> DIRECTION:
Copy verbatim the span of lines beginning at the line that contains "One marker serves each instance of the dry" and ending with the final line of the data. Exclude pictures from the copy.

> EXERCISE INPUTS:
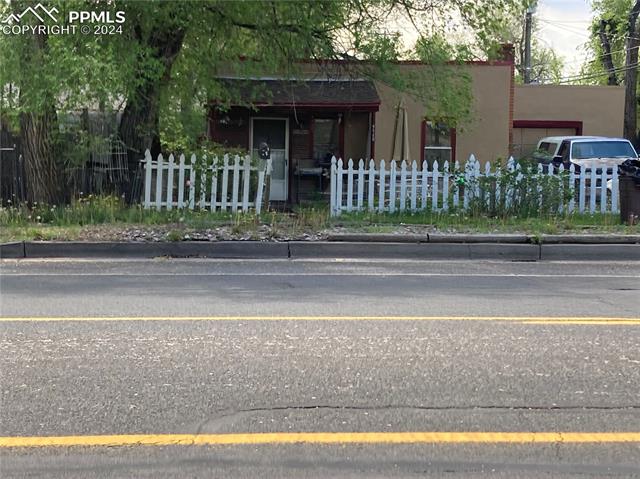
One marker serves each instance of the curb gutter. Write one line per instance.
(436, 247)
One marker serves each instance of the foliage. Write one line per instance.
(615, 13)
(523, 192)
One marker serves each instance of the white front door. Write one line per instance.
(275, 133)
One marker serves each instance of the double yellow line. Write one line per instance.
(325, 438)
(561, 320)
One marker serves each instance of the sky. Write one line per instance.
(564, 26)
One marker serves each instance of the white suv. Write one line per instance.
(584, 151)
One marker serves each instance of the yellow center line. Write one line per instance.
(516, 319)
(323, 438)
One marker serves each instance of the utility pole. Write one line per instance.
(528, 27)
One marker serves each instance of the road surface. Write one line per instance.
(332, 368)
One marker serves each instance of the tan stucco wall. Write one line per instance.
(486, 135)
(600, 108)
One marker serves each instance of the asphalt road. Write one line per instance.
(246, 347)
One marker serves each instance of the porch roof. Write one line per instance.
(350, 94)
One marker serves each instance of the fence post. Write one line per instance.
(360, 184)
(445, 186)
(181, 183)
(245, 183)
(403, 185)
(350, 185)
(572, 187)
(372, 185)
(434, 186)
(592, 190)
(582, 191)
(469, 168)
(225, 182)
(381, 187)
(614, 191)
(340, 173)
(456, 193)
(425, 185)
(214, 184)
(561, 177)
(332, 191)
(192, 183)
(203, 183)
(392, 188)
(170, 182)
(147, 179)
(603, 190)
(236, 184)
(487, 192)
(414, 186)
(159, 182)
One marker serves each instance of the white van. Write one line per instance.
(584, 151)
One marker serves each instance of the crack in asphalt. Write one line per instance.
(390, 407)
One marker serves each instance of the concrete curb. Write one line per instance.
(513, 248)
(12, 250)
(590, 252)
(483, 238)
(510, 252)
(204, 249)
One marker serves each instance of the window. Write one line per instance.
(326, 140)
(439, 142)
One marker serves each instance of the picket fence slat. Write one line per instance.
(414, 186)
(350, 186)
(170, 183)
(148, 170)
(392, 187)
(381, 190)
(372, 185)
(360, 184)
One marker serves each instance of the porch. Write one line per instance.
(300, 125)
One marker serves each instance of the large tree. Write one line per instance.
(43, 75)
(614, 42)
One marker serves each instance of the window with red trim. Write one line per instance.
(439, 142)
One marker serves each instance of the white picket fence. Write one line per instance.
(378, 188)
(222, 185)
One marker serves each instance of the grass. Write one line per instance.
(95, 218)
(463, 223)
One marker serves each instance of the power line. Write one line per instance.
(577, 78)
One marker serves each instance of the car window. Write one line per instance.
(602, 149)
(564, 151)
(547, 147)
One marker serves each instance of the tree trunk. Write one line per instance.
(38, 125)
(607, 59)
(631, 77)
(43, 179)
(140, 124)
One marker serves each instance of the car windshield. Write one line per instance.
(601, 149)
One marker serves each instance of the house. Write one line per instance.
(307, 121)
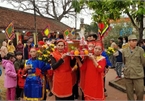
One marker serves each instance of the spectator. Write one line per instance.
(20, 46)
(4, 50)
(119, 62)
(10, 46)
(120, 41)
(125, 42)
(133, 70)
(27, 49)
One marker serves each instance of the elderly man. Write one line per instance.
(134, 59)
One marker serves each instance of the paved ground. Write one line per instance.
(113, 94)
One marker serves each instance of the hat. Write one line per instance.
(111, 39)
(131, 37)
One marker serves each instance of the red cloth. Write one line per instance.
(50, 72)
(41, 43)
(94, 79)
(38, 72)
(21, 80)
(62, 78)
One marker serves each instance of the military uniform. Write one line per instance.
(133, 72)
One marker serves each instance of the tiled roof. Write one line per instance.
(25, 21)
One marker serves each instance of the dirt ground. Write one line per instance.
(113, 94)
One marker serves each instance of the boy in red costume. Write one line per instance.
(94, 67)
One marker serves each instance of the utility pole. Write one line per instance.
(35, 24)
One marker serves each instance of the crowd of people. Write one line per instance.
(28, 78)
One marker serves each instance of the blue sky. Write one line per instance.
(69, 21)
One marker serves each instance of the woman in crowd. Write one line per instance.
(10, 46)
(4, 50)
(10, 81)
(20, 46)
(62, 78)
(94, 67)
(34, 88)
(27, 49)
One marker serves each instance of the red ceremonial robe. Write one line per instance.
(93, 83)
(62, 77)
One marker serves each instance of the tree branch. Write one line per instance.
(132, 20)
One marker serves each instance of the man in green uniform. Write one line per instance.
(134, 60)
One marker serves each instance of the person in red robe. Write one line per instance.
(62, 77)
(92, 81)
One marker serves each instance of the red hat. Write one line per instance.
(41, 43)
(99, 43)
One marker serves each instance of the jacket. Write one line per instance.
(4, 49)
(11, 48)
(21, 78)
(20, 47)
(10, 74)
(134, 62)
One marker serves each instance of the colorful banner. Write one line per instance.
(73, 31)
(66, 32)
(10, 31)
(103, 28)
(46, 31)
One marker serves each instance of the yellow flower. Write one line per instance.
(48, 52)
(113, 51)
(52, 49)
(39, 58)
(44, 46)
(108, 52)
(39, 51)
(45, 55)
(109, 48)
(52, 45)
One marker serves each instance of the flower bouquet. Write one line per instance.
(75, 49)
(110, 51)
(44, 53)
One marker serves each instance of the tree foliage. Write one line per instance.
(56, 9)
(104, 10)
(115, 32)
(93, 27)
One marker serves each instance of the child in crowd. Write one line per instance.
(21, 81)
(94, 67)
(19, 63)
(10, 81)
(119, 61)
(19, 60)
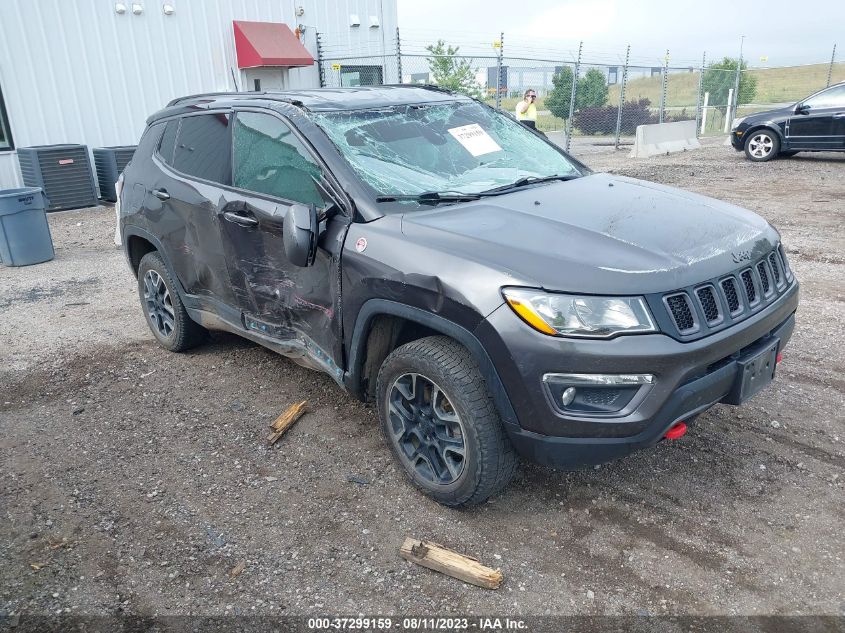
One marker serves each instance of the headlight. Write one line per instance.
(580, 315)
(736, 123)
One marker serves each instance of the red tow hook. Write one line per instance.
(677, 431)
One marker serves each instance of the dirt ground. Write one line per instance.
(135, 480)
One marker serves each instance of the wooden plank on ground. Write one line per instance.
(285, 421)
(451, 563)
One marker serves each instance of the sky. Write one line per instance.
(777, 32)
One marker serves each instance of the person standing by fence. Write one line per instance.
(526, 111)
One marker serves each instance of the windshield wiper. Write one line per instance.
(431, 197)
(528, 180)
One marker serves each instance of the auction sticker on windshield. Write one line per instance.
(474, 139)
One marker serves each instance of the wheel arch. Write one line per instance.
(382, 325)
(771, 127)
(138, 243)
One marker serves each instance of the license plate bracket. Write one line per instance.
(755, 370)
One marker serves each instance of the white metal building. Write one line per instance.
(92, 71)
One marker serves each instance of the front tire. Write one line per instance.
(762, 145)
(163, 308)
(441, 424)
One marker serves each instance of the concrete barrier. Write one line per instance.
(663, 138)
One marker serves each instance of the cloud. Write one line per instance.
(572, 21)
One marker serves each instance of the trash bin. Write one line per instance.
(24, 232)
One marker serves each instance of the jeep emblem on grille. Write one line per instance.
(741, 256)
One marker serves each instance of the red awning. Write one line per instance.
(268, 44)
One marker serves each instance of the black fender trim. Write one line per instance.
(132, 230)
(765, 125)
(375, 307)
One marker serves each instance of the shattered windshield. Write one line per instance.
(459, 147)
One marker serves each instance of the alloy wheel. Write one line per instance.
(426, 428)
(760, 145)
(159, 304)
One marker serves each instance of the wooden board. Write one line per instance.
(285, 421)
(451, 563)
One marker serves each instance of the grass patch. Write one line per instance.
(774, 85)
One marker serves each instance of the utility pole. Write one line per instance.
(398, 55)
(499, 71)
(663, 86)
(572, 97)
(830, 68)
(321, 72)
(622, 96)
(736, 83)
(700, 89)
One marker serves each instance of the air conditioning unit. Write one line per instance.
(109, 163)
(62, 171)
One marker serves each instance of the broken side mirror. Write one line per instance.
(299, 234)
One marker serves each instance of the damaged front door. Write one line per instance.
(294, 306)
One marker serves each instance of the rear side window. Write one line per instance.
(270, 159)
(168, 141)
(203, 148)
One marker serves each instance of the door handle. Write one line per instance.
(241, 220)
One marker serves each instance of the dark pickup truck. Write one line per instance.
(486, 290)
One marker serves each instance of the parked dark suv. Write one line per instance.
(815, 124)
(493, 296)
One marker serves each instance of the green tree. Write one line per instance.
(451, 72)
(720, 78)
(591, 91)
(557, 100)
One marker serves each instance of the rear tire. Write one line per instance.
(163, 308)
(441, 424)
(762, 145)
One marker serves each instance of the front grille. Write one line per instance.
(764, 278)
(786, 269)
(709, 303)
(773, 262)
(750, 290)
(600, 397)
(731, 295)
(681, 310)
(713, 305)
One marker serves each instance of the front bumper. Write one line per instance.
(690, 377)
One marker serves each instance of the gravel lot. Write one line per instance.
(135, 480)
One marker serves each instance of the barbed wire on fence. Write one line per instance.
(583, 90)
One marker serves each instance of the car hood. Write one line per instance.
(596, 234)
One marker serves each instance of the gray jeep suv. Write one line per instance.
(489, 293)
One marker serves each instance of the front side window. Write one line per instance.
(458, 147)
(203, 147)
(168, 141)
(833, 98)
(271, 160)
(5, 131)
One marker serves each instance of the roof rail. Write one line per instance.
(432, 87)
(209, 94)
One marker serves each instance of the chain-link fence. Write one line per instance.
(580, 92)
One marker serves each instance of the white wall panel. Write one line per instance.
(77, 72)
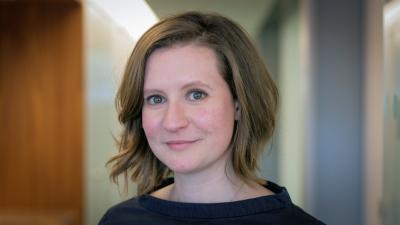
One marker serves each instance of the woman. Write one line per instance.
(197, 106)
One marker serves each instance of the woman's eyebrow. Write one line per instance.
(197, 83)
(152, 91)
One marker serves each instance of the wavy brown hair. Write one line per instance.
(243, 70)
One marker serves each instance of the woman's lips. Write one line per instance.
(180, 144)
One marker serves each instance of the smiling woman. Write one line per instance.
(193, 130)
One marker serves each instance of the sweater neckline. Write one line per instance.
(279, 199)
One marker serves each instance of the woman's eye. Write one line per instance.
(196, 95)
(155, 99)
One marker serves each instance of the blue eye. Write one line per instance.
(155, 99)
(196, 95)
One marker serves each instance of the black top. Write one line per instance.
(275, 209)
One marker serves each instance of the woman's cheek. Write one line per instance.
(149, 123)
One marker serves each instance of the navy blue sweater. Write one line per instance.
(275, 209)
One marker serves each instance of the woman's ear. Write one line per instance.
(237, 110)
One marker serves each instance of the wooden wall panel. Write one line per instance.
(41, 108)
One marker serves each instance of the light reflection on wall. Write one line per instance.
(107, 47)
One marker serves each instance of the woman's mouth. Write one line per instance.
(180, 144)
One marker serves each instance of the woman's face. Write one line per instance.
(189, 112)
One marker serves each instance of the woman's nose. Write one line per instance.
(174, 117)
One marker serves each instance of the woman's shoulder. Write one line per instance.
(122, 213)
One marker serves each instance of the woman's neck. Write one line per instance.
(211, 188)
(222, 185)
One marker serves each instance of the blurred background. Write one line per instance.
(337, 65)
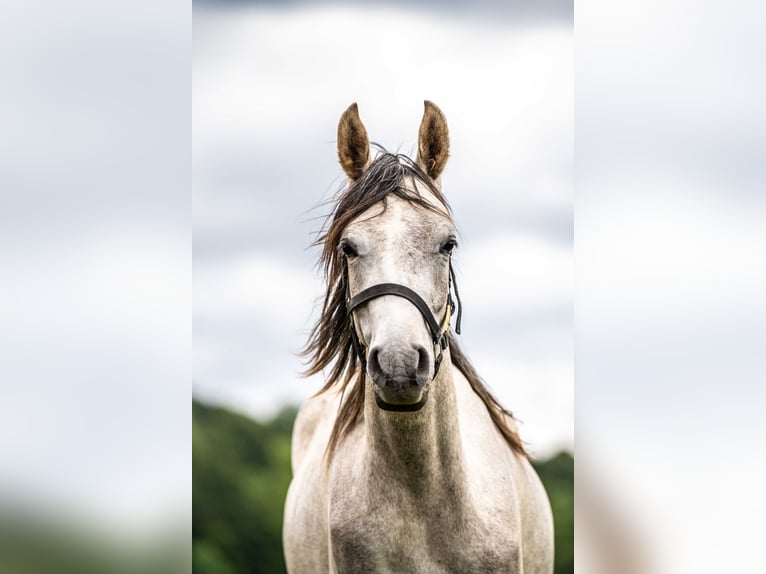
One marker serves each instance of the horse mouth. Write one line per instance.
(401, 395)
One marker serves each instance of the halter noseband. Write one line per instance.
(438, 330)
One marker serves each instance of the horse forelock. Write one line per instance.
(330, 341)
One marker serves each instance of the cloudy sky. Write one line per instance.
(269, 84)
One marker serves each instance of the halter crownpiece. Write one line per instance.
(438, 330)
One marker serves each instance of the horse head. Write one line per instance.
(396, 243)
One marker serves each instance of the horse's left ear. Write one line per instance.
(433, 141)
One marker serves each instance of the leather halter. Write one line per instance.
(439, 330)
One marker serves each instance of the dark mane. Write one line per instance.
(330, 343)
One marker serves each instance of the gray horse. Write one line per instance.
(403, 462)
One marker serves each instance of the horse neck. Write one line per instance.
(421, 450)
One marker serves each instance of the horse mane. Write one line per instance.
(330, 340)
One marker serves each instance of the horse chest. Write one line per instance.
(392, 533)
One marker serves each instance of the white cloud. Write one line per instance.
(516, 273)
(255, 286)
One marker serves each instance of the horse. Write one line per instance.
(403, 462)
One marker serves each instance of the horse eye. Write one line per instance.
(448, 246)
(347, 248)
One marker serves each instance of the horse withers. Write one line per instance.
(403, 462)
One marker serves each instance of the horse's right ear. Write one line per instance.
(353, 145)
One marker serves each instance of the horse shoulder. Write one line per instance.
(313, 421)
(495, 467)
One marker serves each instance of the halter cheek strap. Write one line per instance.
(438, 330)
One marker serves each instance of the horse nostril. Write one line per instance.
(373, 365)
(424, 365)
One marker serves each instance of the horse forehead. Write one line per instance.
(402, 222)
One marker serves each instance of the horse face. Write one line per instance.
(399, 242)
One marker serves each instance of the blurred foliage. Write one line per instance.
(241, 471)
(557, 474)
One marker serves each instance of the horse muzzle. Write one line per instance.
(400, 376)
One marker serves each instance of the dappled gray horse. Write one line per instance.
(403, 462)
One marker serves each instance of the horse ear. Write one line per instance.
(433, 141)
(353, 145)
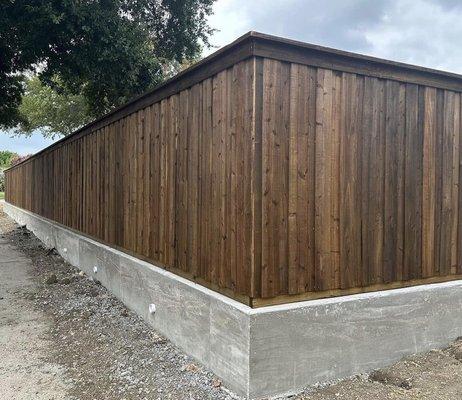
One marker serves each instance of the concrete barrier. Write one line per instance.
(272, 350)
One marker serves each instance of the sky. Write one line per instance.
(421, 32)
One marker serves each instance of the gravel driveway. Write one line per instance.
(63, 336)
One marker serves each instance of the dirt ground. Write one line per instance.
(63, 336)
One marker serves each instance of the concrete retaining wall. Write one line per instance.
(271, 350)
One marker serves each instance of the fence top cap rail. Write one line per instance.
(250, 42)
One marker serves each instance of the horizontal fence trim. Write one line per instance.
(270, 179)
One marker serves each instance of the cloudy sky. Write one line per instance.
(422, 32)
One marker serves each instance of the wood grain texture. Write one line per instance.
(270, 180)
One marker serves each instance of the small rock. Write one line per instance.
(191, 368)
(51, 279)
(458, 354)
(389, 378)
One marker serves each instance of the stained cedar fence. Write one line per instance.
(272, 171)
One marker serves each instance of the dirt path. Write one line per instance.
(63, 336)
(24, 373)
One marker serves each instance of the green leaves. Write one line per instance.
(54, 113)
(103, 51)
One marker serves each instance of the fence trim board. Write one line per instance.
(272, 171)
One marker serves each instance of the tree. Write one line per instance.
(106, 50)
(53, 113)
(6, 158)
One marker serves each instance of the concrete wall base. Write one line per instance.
(273, 350)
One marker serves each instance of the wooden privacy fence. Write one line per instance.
(271, 171)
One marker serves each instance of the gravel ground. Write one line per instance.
(104, 351)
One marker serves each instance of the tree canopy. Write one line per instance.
(6, 157)
(105, 51)
(50, 111)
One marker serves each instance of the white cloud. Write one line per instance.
(423, 32)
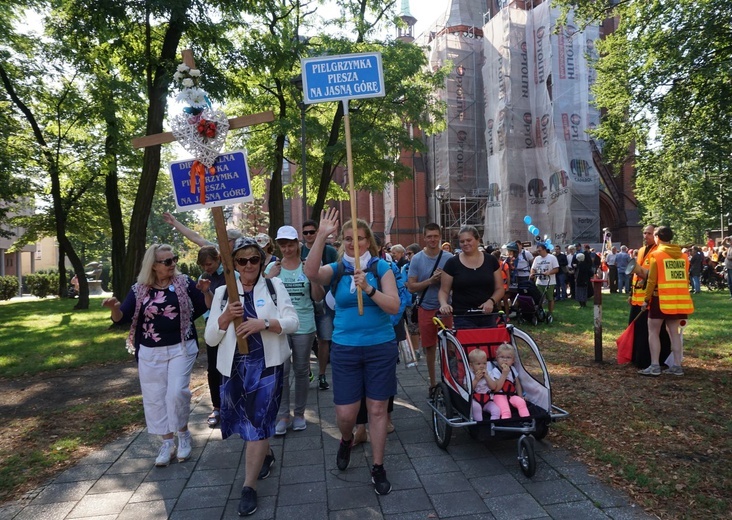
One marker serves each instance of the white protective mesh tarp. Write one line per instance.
(539, 157)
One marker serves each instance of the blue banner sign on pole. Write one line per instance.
(229, 185)
(347, 76)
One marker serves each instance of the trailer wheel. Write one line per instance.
(527, 457)
(440, 427)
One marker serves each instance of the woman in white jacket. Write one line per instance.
(251, 387)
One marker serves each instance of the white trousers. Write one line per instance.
(165, 377)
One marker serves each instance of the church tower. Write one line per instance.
(406, 34)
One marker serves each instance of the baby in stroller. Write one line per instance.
(505, 384)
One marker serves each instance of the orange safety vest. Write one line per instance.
(639, 284)
(673, 284)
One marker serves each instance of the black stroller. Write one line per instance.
(529, 303)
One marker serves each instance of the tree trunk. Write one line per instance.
(326, 173)
(158, 86)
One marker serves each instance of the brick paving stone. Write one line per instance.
(408, 500)
(211, 477)
(554, 492)
(102, 504)
(199, 498)
(514, 507)
(54, 511)
(459, 503)
(119, 482)
(165, 489)
(139, 510)
(64, 492)
(307, 493)
(445, 483)
(355, 498)
(585, 510)
(604, 496)
(82, 472)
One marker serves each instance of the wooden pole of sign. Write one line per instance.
(223, 239)
(217, 211)
(352, 195)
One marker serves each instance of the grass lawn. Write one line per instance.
(665, 441)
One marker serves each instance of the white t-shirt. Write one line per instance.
(544, 265)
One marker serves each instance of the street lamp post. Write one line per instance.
(441, 195)
(297, 81)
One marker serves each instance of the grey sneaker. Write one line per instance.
(166, 453)
(298, 423)
(675, 370)
(281, 426)
(651, 370)
(184, 446)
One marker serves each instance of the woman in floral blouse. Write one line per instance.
(161, 308)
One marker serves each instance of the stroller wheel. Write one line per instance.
(527, 457)
(440, 427)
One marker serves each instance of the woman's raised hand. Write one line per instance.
(328, 222)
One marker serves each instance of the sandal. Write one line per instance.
(213, 419)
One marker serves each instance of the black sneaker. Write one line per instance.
(378, 478)
(248, 502)
(322, 383)
(343, 458)
(266, 465)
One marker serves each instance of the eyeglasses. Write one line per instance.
(254, 260)
(168, 261)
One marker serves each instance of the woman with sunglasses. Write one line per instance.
(162, 307)
(303, 295)
(251, 386)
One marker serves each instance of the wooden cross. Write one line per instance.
(217, 211)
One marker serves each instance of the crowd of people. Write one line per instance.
(334, 281)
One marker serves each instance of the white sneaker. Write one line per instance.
(184, 445)
(166, 453)
(282, 425)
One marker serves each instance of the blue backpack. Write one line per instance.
(405, 297)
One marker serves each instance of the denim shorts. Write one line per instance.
(324, 323)
(369, 370)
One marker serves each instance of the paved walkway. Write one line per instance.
(469, 480)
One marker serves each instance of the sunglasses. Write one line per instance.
(254, 260)
(168, 261)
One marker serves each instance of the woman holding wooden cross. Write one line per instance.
(364, 349)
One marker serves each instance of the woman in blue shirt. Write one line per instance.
(364, 350)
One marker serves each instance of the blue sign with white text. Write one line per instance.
(347, 76)
(228, 185)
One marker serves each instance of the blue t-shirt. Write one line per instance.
(420, 268)
(352, 330)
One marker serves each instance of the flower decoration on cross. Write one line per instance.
(200, 129)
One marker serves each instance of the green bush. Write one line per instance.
(8, 287)
(42, 284)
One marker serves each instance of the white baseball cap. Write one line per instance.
(287, 233)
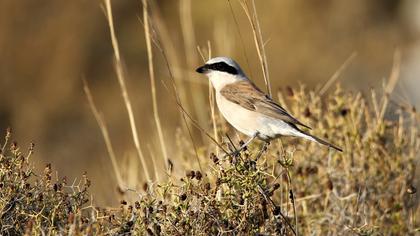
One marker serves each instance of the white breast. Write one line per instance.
(249, 122)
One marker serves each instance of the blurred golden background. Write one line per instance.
(48, 47)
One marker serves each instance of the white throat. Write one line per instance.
(220, 79)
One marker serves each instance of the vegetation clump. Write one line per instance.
(285, 188)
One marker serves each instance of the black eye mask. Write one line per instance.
(222, 66)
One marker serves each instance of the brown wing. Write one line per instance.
(247, 95)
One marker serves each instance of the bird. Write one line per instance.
(248, 109)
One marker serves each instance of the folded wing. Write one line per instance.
(247, 95)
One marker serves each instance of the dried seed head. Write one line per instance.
(330, 185)
(307, 112)
(344, 111)
(183, 197)
(276, 210)
(198, 175)
(191, 174)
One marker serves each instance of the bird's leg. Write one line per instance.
(243, 146)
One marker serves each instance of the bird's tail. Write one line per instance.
(318, 140)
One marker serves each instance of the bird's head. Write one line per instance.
(222, 71)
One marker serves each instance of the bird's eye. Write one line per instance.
(223, 67)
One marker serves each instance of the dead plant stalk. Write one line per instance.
(123, 87)
(152, 82)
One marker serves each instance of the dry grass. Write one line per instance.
(291, 187)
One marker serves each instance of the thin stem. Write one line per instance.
(123, 87)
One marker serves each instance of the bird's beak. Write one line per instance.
(201, 69)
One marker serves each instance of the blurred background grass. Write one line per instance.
(47, 47)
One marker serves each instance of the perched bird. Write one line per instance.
(247, 108)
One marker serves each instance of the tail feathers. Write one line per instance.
(321, 141)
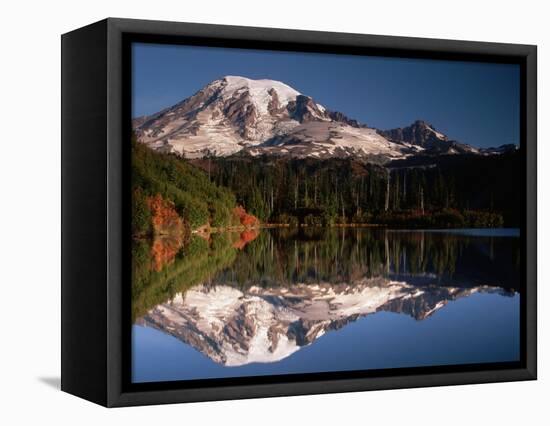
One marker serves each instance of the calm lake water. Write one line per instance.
(283, 301)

> WRITTEN SOLUTION:
One marker serves each instance of the dry grass. Write one line per instance.
(291, 187)
One marker serves each instance of the thin stem. Write one line per instance.
(123, 87)
One marker serves each instance of the bird's beak. Write one line per instance.
(201, 69)
One marker serves each instance of the blurred background grass. Write one line per instance.
(47, 47)
One marker serves each instance of the perched bird. Write one line per instance.
(247, 108)
One marker serves each instance of the tail feathers. Write one line per instance.
(321, 141)
One marker serves each instance of the calm lake water. Write one line per instance.
(283, 301)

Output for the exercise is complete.